INPUT MATERIAL –
--------------------------------------------------

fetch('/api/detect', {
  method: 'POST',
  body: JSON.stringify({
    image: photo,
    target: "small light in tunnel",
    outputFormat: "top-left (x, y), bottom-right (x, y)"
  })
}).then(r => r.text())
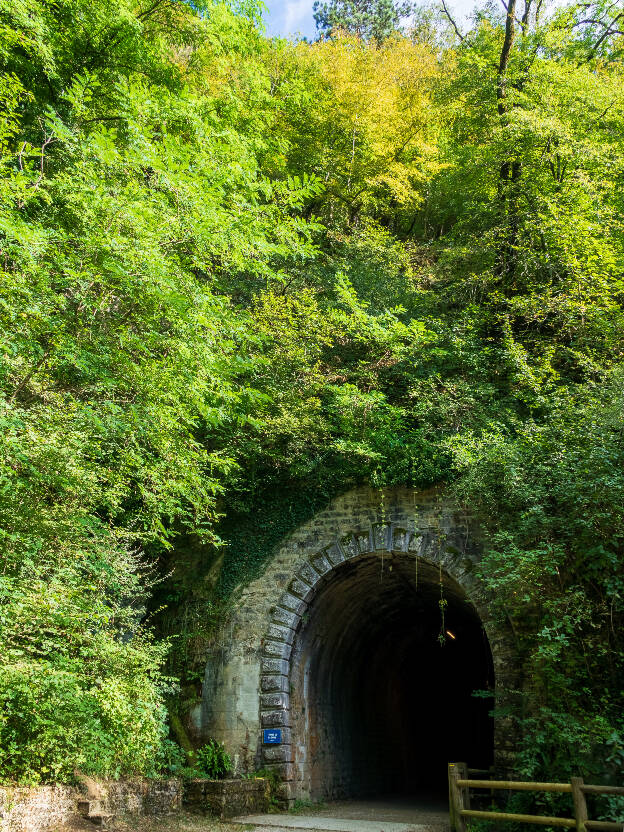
top-left (446, 630), bottom-right (456, 640)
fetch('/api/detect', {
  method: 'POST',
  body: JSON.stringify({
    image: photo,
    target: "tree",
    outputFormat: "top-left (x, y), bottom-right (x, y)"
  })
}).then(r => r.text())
top-left (313, 0), bottom-right (415, 41)
top-left (0, 0), bottom-right (319, 783)
top-left (265, 34), bottom-right (439, 232)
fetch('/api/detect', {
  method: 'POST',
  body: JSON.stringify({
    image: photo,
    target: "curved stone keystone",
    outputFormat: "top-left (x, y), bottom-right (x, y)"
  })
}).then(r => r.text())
top-left (372, 522), bottom-right (391, 550)
top-left (391, 526), bottom-right (411, 552)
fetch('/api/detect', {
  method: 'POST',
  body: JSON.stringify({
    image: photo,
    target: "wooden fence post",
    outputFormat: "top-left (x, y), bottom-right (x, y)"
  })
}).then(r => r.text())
top-left (449, 763), bottom-right (467, 832)
top-left (571, 777), bottom-right (588, 832)
top-left (457, 762), bottom-right (471, 811)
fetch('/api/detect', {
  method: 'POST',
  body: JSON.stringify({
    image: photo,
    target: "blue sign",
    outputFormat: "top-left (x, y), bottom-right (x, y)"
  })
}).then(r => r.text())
top-left (263, 729), bottom-right (282, 744)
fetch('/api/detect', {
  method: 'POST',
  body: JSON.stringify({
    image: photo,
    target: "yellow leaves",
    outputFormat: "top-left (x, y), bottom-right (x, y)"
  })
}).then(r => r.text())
top-left (272, 33), bottom-right (441, 220)
top-left (305, 34), bottom-right (437, 154)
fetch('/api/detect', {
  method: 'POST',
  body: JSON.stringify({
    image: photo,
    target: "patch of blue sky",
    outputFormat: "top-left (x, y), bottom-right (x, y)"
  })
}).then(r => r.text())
top-left (261, 0), bottom-right (479, 39)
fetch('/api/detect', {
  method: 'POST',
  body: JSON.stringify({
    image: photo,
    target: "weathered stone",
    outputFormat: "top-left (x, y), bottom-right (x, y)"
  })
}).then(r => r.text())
top-left (260, 658), bottom-right (289, 675)
top-left (340, 533), bottom-right (360, 558)
top-left (263, 763), bottom-right (295, 781)
top-left (0, 778), bottom-right (183, 831)
top-left (391, 526), bottom-right (411, 552)
top-left (262, 639), bottom-right (291, 660)
top-left (324, 542), bottom-right (345, 566)
top-left (184, 778), bottom-right (269, 819)
top-left (278, 592), bottom-right (306, 614)
top-left (260, 674), bottom-right (289, 692)
top-left (260, 692), bottom-right (289, 709)
top-left (355, 530), bottom-right (372, 553)
top-left (261, 709), bottom-right (291, 728)
top-left (262, 744), bottom-right (292, 763)
top-left (271, 607), bottom-right (299, 628)
top-left (408, 533), bottom-right (424, 554)
top-left (297, 562), bottom-right (321, 587)
top-left (372, 522), bottom-right (391, 550)
top-left (310, 552), bottom-right (332, 576)
top-left (265, 623), bottom-right (295, 645)
top-left (289, 578), bottom-right (314, 601)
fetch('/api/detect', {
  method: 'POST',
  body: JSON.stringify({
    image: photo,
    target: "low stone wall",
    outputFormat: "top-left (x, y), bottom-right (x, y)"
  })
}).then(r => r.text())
top-left (100, 777), bottom-right (182, 816)
top-left (0, 778), bottom-right (182, 831)
top-left (184, 777), bottom-right (269, 819)
top-left (0, 785), bottom-right (77, 832)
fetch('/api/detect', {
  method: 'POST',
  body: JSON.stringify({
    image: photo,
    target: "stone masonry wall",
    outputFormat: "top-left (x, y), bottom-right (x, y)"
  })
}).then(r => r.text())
top-left (201, 486), bottom-right (521, 799)
top-left (0, 786), bottom-right (77, 832)
top-left (184, 777), bottom-right (269, 818)
top-left (0, 778), bottom-right (182, 832)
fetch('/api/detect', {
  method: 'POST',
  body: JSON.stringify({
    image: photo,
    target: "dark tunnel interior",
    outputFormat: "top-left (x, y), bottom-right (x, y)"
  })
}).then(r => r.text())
top-left (289, 553), bottom-right (494, 801)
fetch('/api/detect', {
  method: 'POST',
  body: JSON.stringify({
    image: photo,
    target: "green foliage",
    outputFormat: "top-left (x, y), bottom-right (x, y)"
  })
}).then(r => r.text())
top-left (0, 0), bottom-right (317, 784)
top-left (253, 767), bottom-right (284, 810)
top-left (451, 379), bottom-right (624, 783)
top-left (313, 0), bottom-right (414, 41)
top-left (289, 797), bottom-right (327, 814)
top-left (1, 0), bottom-right (623, 792)
top-left (155, 740), bottom-right (189, 776)
top-left (194, 740), bottom-right (232, 780)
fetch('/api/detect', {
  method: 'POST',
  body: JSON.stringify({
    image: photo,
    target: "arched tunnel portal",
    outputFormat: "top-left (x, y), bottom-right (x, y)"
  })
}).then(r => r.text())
top-left (289, 554), bottom-right (494, 800)
top-left (199, 488), bottom-right (519, 804)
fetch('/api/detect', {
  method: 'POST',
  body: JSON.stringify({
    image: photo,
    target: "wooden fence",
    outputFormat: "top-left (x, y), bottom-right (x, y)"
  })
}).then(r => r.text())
top-left (448, 762), bottom-right (624, 832)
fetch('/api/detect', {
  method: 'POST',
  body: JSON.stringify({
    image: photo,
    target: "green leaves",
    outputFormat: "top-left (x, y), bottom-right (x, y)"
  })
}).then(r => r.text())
top-left (0, 0), bottom-right (322, 784)
top-left (313, 0), bottom-right (415, 42)
top-left (452, 378), bottom-right (624, 781)
top-left (1, 0), bottom-right (623, 790)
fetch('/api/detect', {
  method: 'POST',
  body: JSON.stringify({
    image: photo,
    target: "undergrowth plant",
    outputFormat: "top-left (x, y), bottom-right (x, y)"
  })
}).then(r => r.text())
top-left (195, 740), bottom-right (232, 780)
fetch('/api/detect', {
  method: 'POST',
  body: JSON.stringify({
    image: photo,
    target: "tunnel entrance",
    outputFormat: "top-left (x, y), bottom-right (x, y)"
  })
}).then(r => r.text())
top-left (289, 553), bottom-right (494, 801)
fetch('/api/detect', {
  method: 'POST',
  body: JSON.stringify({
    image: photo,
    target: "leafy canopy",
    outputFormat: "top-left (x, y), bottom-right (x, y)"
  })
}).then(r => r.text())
top-left (1, 0), bottom-right (623, 794)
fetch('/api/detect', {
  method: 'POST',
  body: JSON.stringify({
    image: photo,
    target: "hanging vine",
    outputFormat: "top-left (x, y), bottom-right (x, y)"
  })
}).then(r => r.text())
top-left (414, 544), bottom-right (418, 589)
top-left (438, 559), bottom-right (448, 646)
top-left (379, 487), bottom-right (387, 582)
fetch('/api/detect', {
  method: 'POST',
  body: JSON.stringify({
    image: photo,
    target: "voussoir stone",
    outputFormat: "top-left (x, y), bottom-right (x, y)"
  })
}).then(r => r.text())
top-left (289, 577), bottom-right (314, 601)
top-left (324, 542), bottom-right (345, 566)
top-left (265, 623), bottom-right (295, 645)
top-left (278, 592), bottom-right (306, 615)
top-left (310, 552), bottom-right (332, 576)
top-left (297, 561), bottom-right (321, 586)
top-left (262, 639), bottom-right (292, 660)
top-left (260, 674), bottom-right (289, 693)
top-left (271, 607), bottom-right (299, 628)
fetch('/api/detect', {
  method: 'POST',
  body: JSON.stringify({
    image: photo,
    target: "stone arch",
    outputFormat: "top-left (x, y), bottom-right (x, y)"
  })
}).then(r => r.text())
top-left (200, 487), bottom-right (519, 798)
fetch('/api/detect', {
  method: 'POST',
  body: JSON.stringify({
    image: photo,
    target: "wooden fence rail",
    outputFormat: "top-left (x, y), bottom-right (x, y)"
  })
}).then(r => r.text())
top-left (448, 762), bottom-right (624, 832)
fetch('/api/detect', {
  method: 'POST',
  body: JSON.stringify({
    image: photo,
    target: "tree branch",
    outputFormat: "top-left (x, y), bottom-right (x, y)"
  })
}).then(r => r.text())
top-left (440, 0), bottom-right (465, 41)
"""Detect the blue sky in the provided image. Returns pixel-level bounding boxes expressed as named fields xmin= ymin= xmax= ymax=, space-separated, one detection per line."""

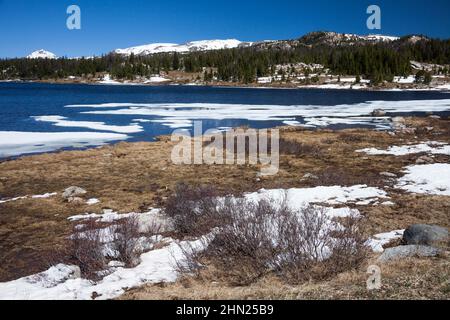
xmin=1 ymin=0 xmax=449 ymax=58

--------------------------------------------------

WORK INSTRUCTION – Identify all lines in the records above with the word "leaves".

FINISHED EXERCISE –
    target: "yellow leaves",
    target: "green leaves",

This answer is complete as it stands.